— Exercise —
Retype every record below exactly as it appears.

+===+

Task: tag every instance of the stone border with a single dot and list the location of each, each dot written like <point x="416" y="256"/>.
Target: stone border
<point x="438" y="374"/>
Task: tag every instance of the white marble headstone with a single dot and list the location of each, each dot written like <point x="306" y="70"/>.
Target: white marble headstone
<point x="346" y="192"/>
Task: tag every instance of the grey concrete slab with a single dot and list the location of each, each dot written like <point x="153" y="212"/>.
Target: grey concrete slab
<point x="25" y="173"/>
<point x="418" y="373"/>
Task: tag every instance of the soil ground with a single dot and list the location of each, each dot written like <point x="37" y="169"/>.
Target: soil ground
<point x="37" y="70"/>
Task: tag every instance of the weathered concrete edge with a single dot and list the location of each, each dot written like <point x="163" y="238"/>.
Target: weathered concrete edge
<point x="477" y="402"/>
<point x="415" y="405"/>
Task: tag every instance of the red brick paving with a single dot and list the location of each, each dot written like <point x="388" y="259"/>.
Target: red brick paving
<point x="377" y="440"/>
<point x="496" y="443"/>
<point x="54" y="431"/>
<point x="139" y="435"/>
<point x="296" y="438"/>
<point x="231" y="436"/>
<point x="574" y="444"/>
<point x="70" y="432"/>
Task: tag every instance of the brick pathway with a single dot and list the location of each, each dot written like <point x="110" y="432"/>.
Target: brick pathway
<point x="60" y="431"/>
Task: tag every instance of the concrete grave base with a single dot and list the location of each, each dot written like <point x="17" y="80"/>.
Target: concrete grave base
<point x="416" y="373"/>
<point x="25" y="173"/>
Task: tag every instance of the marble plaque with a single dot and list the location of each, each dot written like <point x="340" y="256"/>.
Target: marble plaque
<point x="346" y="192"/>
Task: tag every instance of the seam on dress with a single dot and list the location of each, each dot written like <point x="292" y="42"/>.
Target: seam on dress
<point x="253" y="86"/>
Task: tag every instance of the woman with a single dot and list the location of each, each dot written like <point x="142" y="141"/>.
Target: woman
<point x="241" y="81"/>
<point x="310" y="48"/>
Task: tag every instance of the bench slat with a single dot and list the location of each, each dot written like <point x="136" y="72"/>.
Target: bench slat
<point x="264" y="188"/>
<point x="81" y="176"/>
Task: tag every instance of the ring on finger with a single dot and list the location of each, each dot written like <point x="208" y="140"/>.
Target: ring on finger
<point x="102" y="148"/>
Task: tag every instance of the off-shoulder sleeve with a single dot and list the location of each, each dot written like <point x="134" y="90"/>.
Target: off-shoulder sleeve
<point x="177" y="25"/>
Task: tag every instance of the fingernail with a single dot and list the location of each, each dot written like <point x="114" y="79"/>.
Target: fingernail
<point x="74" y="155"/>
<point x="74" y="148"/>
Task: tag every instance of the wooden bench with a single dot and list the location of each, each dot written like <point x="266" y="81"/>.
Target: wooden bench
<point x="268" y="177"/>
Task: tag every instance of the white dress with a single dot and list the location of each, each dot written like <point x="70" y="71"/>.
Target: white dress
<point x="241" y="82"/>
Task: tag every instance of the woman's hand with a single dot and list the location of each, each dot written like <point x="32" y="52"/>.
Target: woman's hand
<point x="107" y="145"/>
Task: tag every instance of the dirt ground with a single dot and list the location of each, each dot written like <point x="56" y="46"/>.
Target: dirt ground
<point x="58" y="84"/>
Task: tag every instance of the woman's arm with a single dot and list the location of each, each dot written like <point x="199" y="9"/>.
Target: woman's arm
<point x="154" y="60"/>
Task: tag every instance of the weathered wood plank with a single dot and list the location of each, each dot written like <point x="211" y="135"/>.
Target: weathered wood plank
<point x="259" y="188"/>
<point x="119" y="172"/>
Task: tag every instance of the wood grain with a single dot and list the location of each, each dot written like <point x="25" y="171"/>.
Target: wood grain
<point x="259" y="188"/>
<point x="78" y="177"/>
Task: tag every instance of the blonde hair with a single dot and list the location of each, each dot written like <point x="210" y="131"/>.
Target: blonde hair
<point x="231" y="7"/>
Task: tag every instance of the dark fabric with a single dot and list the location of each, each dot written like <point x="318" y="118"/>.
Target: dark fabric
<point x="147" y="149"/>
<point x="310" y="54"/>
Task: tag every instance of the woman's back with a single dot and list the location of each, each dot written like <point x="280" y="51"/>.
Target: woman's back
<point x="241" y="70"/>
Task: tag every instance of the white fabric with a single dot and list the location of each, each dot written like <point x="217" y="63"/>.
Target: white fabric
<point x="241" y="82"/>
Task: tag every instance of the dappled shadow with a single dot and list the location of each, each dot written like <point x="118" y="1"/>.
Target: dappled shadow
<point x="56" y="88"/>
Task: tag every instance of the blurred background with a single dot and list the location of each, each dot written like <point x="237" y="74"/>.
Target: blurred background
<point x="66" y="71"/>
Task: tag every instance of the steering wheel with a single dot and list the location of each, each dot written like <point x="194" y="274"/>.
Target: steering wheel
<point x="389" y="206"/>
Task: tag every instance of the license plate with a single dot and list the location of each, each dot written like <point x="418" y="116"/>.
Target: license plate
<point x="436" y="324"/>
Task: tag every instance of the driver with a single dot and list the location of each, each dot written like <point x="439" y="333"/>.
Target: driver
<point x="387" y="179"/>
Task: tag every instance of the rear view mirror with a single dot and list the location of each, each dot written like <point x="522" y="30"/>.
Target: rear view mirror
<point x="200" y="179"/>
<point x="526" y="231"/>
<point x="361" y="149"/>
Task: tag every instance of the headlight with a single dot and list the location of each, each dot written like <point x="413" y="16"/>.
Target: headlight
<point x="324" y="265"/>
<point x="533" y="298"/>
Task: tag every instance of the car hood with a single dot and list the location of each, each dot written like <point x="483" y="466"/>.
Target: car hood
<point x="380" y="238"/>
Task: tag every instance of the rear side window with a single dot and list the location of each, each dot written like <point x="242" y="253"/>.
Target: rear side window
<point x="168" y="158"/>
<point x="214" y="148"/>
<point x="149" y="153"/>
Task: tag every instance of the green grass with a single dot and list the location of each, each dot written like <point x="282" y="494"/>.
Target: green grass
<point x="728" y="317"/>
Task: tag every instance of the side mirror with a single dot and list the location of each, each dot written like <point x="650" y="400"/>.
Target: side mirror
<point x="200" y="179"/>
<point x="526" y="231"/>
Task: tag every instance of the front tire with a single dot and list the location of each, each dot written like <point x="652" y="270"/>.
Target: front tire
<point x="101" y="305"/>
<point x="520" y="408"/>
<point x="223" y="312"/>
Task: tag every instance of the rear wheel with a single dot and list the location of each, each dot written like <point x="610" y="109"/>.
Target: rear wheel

+===+

— Exercise output —
Task: tag every instance of the stone border with a single dot and list the location of each, each dot written like <point x="416" y="256"/>.
Target: stone border
<point x="438" y="374"/>
Task: tag every instance of the white marble headstone with a single dot and list the location of each, each dot written like <point x="306" y="70"/>.
Target: white marble headstone
<point x="346" y="192"/>
Task: tag every instance of the grey concrete slab with a single dot and list the location of each, each dot written like <point x="153" y="212"/>.
Target: grey concrete slab
<point x="25" y="173"/>
<point x="418" y="373"/>
Task: tag every instance of the soil ground with a single dot and list the location of each, each dot written like <point x="37" y="169"/>.
Target: soil ground
<point x="37" y="70"/>
Task: tag every instance of the weathered concrete edge with a single dot and list the location of each, each dot written like <point x="163" y="238"/>.
Target: weathered concrete edge
<point x="477" y="402"/>
<point x="415" y="405"/>
Task: tag every instance of the red brick paving with a single dot and list the location of each, each dot written like <point x="388" y="259"/>.
Target: red brick paving
<point x="377" y="440"/>
<point x="496" y="443"/>
<point x="54" y="431"/>
<point x="139" y="435"/>
<point x="296" y="438"/>
<point x="231" y="436"/>
<point x="574" y="444"/>
<point x="70" y="432"/>
Task: tag every instance of the brick pathway with a single dot and list the location of each, each dot written like <point x="110" y="432"/>.
Target: brick pathway
<point x="60" y="431"/>
Task: tag every instance of the concrete grave base with a single dot and list the location of each, each dot written like <point x="17" y="80"/>.
Target: concrete grave base
<point x="416" y="373"/>
<point x="25" y="173"/>
Task: tag every instance of the marble plaque with a single dot and list the location of each, each dot written like <point x="340" y="256"/>.
Target: marble plaque
<point x="346" y="192"/>
Task: tag every instance of the seam on dress with a single dot and list the location of each, each dot written like <point x="292" y="42"/>.
Target: seam on dress
<point x="253" y="86"/>
Task: tag every instance of the woman with a single dot and list the location of each, each dot written like <point x="142" y="141"/>.
Target: woman
<point x="241" y="81"/>
<point x="310" y="48"/>
Task: tag every instance of the bench slat with a single dot and list the location of each, each dot written like <point x="136" y="72"/>.
Target: bench slat
<point x="264" y="188"/>
<point x="81" y="176"/>
Task: tag every instance of the ring on finger with a single dot and list the location of each, each dot written like <point x="208" y="140"/>.
Target: ring on finger
<point x="102" y="148"/>
Task: tag every instance of the off-shoulder sleeve with a single dot and list the location of each, each dot written like <point x="134" y="90"/>.
Target: off-shoulder sleeve
<point x="177" y="25"/>
Task: tag every instance of the fingernail with a single dot and list the location of each, each dot written like <point x="114" y="79"/>.
Target: fingernail
<point x="74" y="155"/>
<point x="74" y="148"/>
Task: tag every instance of the wooden bench with a single dot and list the location of each, each dot written like <point x="266" y="81"/>.
Target: wooden bench
<point x="268" y="177"/>
Task: tag every instance of the white dress with a single dot and list the location of each, each dot written like <point x="70" y="71"/>.
Target: white dress
<point x="241" y="82"/>
Task: tag every instance of the woman's hand with a single dot and list the location of each, each dot written like <point x="32" y="52"/>.
Target: woman's hand
<point x="107" y="145"/>
Task: tag every instance of the dirt ground with a single dot and list the location of each, each dot written like <point x="56" y="46"/>.
Target: dirt ground
<point x="58" y="84"/>
Task: tag every instance of the woman's arm with a single dot and list the location of each, each dot written like <point x="199" y="9"/>.
Target: woman's arm
<point x="154" y="60"/>
Task: tag every instance of the weathered wood plank with a single dot and list the location of each, each dot written like <point x="211" y="135"/>.
Target: weathered wood plank
<point x="259" y="188"/>
<point x="119" y="172"/>
Task: tag every instance of the wood grain with a single dot and list the location of each, each dot written like <point x="25" y="171"/>.
Target: wood grain
<point x="259" y="188"/>
<point x="78" y="177"/>
Task: tag every instance of the blonde hair with a single dot and list the location of each, each dot written like <point x="210" y="131"/>.
Target: blonde hair
<point x="231" y="7"/>
Task: tag every instance of the dark fabric with a single dot and list the location of each, each dot written like <point x="318" y="118"/>.
Target: dark fabric
<point x="147" y="149"/>
<point x="310" y="54"/>
Task: tag every instance of the woman's back with a single dot and list the location of each, each dot written like <point x="280" y="51"/>.
Target: woman's back
<point x="241" y="70"/>
Task: tag every instance of the white fabric with a single dot and list the location of each, each dot written like <point x="217" y="63"/>.
Target: white fabric
<point x="241" y="82"/>
Task: tag every instance of the dappled shadow with a single dot and list the location of each, each dot written like <point x="118" y="1"/>.
Target: dappled shadow
<point x="56" y="88"/>
Task: tag every instance of the blurred background with a single dot and list the location of each, each dot written like <point x="237" y="74"/>.
Target: blurred background
<point x="66" y="71"/>
Task: tag every instance of the steering wheel with a single dot and list the location of each, each dot written like <point x="194" y="274"/>.
Target: steering wheel
<point x="389" y="206"/>
Task: tag every instance of the license plate with a single dot and list the location of each, each dot written like <point x="418" y="116"/>.
Target: license plate
<point x="436" y="324"/>
Task: tag every instance of the driver with a single dot and list the location of each, each dot written like <point x="439" y="333"/>.
Target: driver
<point x="387" y="179"/>
Task: tag every instance of the rear view mirror with a single dot and list the location of each, each dot written like <point x="522" y="30"/>.
Target: rear view mirror
<point x="200" y="179"/>
<point x="526" y="231"/>
<point x="361" y="149"/>
Task: tag every instance of the headlight with a single dot and list the location of each, each dot written like <point x="413" y="16"/>.
Target: headlight
<point x="324" y="265"/>
<point x="533" y="298"/>
Task: tag every instance of the car hood with a single dot and list the location of each, each dot written like <point x="483" y="466"/>.
Target: car hood
<point x="380" y="238"/>
Task: tag every instance of the rear side window with a single dot and list the location of each, each dot written like <point x="242" y="253"/>.
Target: rear side window
<point x="168" y="158"/>
<point x="214" y="148"/>
<point x="149" y="153"/>
Task: tag every instance of the green grass with a single dot and list the location of each, each dot written like <point x="282" y="494"/>.
Target: green grass
<point x="728" y="317"/>
Task: tag every instance of the side mirror with a single dot and list the location of each, each dot written like <point x="650" y="400"/>.
Target: side mirror
<point x="200" y="179"/>
<point x="526" y="231"/>
Task: tag every instance of the front tire with a single dot and list the location of each, each dot written like <point x="652" y="270"/>.
Target: front tire
<point x="101" y="305"/>
<point x="520" y="408"/>
<point x="223" y="312"/>
Task: tag every instance of the rear wheel with a single dot and list the location of each, each dot written like <point x="610" y="109"/>.
Target: rear wheel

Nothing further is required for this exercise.